▸ DIRECTION: Starting at the line that contains "Please annotate the ground" and ending at the last line of the data, write out every line again in full, adjusting each answer coordinate by -55 and leaving all other numbers unchanged.

++++++++++++++++++++

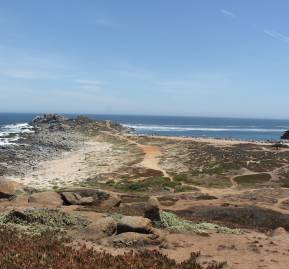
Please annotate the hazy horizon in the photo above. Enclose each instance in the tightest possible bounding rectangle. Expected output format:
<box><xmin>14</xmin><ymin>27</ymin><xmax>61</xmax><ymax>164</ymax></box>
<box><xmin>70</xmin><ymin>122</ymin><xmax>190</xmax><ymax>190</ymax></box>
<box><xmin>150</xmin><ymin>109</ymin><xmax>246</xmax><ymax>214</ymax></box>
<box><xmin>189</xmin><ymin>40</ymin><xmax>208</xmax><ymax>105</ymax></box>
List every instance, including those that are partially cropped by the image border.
<box><xmin>0</xmin><ymin>0</ymin><xmax>289</xmax><ymax>119</ymax></box>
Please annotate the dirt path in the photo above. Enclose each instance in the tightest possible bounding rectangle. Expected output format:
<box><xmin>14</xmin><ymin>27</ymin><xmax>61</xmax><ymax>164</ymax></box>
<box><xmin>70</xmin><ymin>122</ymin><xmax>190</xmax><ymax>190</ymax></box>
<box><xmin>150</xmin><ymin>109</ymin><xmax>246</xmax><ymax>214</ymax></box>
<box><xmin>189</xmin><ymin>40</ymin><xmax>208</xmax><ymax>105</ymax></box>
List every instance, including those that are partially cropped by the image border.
<box><xmin>137</xmin><ymin>144</ymin><xmax>172</xmax><ymax>180</ymax></box>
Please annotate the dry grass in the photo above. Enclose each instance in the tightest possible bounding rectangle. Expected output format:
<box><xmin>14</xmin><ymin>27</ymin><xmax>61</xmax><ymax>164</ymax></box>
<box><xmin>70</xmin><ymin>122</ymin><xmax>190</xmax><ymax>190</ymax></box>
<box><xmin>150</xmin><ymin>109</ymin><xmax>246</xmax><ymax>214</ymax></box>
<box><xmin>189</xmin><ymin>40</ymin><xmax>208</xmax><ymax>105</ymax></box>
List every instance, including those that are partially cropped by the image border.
<box><xmin>0</xmin><ymin>227</ymin><xmax>225</xmax><ymax>269</ymax></box>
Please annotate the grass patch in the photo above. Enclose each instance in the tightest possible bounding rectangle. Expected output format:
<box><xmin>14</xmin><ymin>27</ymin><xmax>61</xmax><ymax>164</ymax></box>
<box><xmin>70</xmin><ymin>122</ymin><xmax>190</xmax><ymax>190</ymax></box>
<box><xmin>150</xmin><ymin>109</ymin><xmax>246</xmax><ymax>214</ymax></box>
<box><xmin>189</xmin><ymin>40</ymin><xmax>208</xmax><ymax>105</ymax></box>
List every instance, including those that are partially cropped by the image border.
<box><xmin>113</xmin><ymin>177</ymin><xmax>182</xmax><ymax>192</ymax></box>
<box><xmin>0</xmin><ymin>227</ymin><xmax>226</xmax><ymax>269</ymax></box>
<box><xmin>173</xmin><ymin>171</ymin><xmax>232</xmax><ymax>188</ymax></box>
<box><xmin>234</xmin><ymin>173</ymin><xmax>271</xmax><ymax>187</ymax></box>
<box><xmin>0</xmin><ymin>209</ymin><xmax>89</xmax><ymax>234</ymax></box>
<box><xmin>156</xmin><ymin>211</ymin><xmax>242</xmax><ymax>234</ymax></box>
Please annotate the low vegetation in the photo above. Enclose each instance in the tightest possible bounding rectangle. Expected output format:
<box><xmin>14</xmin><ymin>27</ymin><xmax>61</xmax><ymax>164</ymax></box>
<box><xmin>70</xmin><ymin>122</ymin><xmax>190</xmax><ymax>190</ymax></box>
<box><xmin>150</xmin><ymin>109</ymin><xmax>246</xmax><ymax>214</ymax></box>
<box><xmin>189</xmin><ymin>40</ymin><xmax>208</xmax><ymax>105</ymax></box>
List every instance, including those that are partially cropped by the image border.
<box><xmin>0</xmin><ymin>209</ymin><xmax>89</xmax><ymax>234</ymax></box>
<box><xmin>108</xmin><ymin>177</ymin><xmax>195</xmax><ymax>192</ymax></box>
<box><xmin>0</xmin><ymin>227</ymin><xmax>225</xmax><ymax>269</ymax></box>
<box><xmin>234</xmin><ymin>173</ymin><xmax>271</xmax><ymax>187</ymax></box>
<box><xmin>156</xmin><ymin>211</ymin><xmax>242</xmax><ymax>234</ymax></box>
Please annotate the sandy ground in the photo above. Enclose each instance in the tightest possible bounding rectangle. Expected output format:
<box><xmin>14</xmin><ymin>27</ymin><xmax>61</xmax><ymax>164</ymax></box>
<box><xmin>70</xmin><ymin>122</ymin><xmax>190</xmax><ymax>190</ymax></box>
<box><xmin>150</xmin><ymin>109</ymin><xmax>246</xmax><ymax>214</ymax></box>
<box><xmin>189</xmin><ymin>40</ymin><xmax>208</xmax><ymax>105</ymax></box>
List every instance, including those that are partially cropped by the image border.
<box><xmin>137</xmin><ymin>144</ymin><xmax>171</xmax><ymax>178</ymax></box>
<box><xmin>12</xmin><ymin>142</ymin><xmax>111</xmax><ymax>188</ymax></box>
<box><xmin>127</xmin><ymin>135</ymin><xmax>289</xmax><ymax>146</ymax></box>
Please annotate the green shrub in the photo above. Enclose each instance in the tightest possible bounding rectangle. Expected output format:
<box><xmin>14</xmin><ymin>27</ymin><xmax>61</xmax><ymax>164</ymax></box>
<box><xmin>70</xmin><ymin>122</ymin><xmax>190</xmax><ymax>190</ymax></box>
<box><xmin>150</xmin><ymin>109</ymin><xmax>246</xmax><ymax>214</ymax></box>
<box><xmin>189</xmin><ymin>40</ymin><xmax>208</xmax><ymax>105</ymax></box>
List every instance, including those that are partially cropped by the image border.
<box><xmin>234</xmin><ymin>173</ymin><xmax>271</xmax><ymax>186</ymax></box>
<box><xmin>0</xmin><ymin>227</ymin><xmax>225</xmax><ymax>269</ymax></box>
<box><xmin>156</xmin><ymin>211</ymin><xmax>241</xmax><ymax>234</ymax></box>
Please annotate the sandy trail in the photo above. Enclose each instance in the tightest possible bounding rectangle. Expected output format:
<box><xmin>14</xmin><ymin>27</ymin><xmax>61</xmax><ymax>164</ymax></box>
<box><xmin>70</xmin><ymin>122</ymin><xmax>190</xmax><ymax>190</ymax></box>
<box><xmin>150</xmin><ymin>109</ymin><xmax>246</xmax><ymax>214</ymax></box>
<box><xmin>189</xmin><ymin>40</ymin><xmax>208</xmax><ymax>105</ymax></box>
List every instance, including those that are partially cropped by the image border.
<box><xmin>11</xmin><ymin>142</ymin><xmax>111</xmax><ymax>188</ymax></box>
<box><xmin>138</xmin><ymin>144</ymin><xmax>172</xmax><ymax>179</ymax></box>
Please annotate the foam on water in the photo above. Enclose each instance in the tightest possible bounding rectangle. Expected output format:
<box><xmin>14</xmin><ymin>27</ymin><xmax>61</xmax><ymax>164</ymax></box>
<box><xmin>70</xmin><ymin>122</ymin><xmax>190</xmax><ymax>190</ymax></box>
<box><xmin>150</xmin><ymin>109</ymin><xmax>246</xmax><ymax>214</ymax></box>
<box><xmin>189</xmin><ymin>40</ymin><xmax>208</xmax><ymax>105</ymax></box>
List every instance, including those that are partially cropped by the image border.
<box><xmin>125</xmin><ymin>124</ymin><xmax>284</xmax><ymax>133</ymax></box>
<box><xmin>0</xmin><ymin>123</ymin><xmax>33</xmax><ymax>146</ymax></box>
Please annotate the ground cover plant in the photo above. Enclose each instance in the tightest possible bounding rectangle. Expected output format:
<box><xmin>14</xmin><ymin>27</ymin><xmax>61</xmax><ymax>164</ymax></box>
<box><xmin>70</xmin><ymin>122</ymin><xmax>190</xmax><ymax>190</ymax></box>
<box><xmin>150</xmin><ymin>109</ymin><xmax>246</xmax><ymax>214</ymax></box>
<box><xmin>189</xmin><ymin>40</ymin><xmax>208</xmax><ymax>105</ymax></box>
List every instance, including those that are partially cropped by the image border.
<box><xmin>234</xmin><ymin>173</ymin><xmax>271</xmax><ymax>187</ymax></box>
<box><xmin>156</xmin><ymin>211</ymin><xmax>242</xmax><ymax>234</ymax></box>
<box><xmin>0</xmin><ymin>227</ymin><xmax>225</xmax><ymax>269</ymax></box>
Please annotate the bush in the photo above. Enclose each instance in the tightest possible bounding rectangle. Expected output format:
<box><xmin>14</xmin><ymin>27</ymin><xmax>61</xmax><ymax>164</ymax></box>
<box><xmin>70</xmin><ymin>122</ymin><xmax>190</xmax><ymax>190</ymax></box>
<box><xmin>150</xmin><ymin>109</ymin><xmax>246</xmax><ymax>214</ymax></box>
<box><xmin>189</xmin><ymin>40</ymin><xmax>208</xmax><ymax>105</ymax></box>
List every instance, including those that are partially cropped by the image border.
<box><xmin>156</xmin><ymin>211</ymin><xmax>241</xmax><ymax>234</ymax></box>
<box><xmin>0</xmin><ymin>227</ymin><xmax>225</xmax><ymax>269</ymax></box>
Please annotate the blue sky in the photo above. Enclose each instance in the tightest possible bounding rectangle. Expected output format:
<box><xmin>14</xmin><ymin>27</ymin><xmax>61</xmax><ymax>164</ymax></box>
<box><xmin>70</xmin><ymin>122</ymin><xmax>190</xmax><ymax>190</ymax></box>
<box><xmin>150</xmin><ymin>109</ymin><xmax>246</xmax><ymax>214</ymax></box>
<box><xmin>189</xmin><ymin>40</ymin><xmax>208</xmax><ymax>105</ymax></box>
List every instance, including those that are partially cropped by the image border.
<box><xmin>0</xmin><ymin>0</ymin><xmax>289</xmax><ymax>118</ymax></box>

++++++++++++++++++++

▸ RESULT OF THE TASK:
Please annotate the ground cover plant in the photo above. Enclose each instance in the tightest possible bounding rectangle. Expected output format:
<box><xmin>14</xmin><ymin>27</ymin><xmax>61</xmax><ymax>164</ymax></box>
<box><xmin>70</xmin><ymin>122</ymin><xmax>190</xmax><ymax>190</ymax></box>
<box><xmin>150</xmin><ymin>109</ymin><xmax>246</xmax><ymax>214</ymax></box>
<box><xmin>189</xmin><ymin>40</ymin><xmax>208</xmax><ymax>105</ymax></box>
List every instance, including those that are partially cropped by the image border.
<box><xmin>179</xmin><ymin>118</ymin><xmax>216</xmax><ymax>132</ymax></box>
<box><xmin>101</xmin><ymin>156</ymin><xmax>187</xmax><ymax>179</ymax></box>
<box><xmin>-55</xmin><ymin>172</ymin><xmax>170</xmax><ymax>214</ymax></box>
Please annotate the bush in the photo above. Enclose each instance in the tightest possible bounding rectangle. Expected output format:
<box><xmin>14</xmin><ymin>27</ymin><xmax>61</xmax><ymax>164</ymax></box>
<box><xmin>70</xmin><ymin>122</ymin><xmax>190</xmax><ymax>190</ymax></box>
<box><xmin>150</xmin><ymin>109</ymin><xmax>246</xmax><ymax>214</ymax></box>
<box><xmin>189</xmin><ymin>40</ymin><xmax>208</xmax><ymax>105</ymax></box>
List every instance, including those that are partially cropped by the image border.
<box><xmin>101</xmin><ymin>156</ymin><xmax>186</xmax><ymax>179</ymax></box>
<box><xmin>-55</xmin><ymin>172</ymin><xmax>170</xmax><ymax>214</ymax></box>
Please annotate the blue sky in the photo above. Enclose each instance in the tightest possible bounding rectangle. Expected output format:
<box><xmin>14</xmin><ymin>27</ymin><xmax>61</xmax><ymax>164</ymax></box>
<box><xmin>70</xmin><ymin>122</ymin><xmax>190</xmax><ymax>190</ymax></box>
<box><xmin>150</xmin><ymin>109</ymin><xmax>246</xmax><ymax>214</ymax></box>
<box><xmin>189</xmin><ymin>40</ymin><xmax>208</xmax><ymax>105</ymax></box>
List every instance, including those that are partially cropped by the image border.
<box><xmin>-55</xmin><ymin>-55</ymin><xmax>234</xmax><ymax>63</ymax></box>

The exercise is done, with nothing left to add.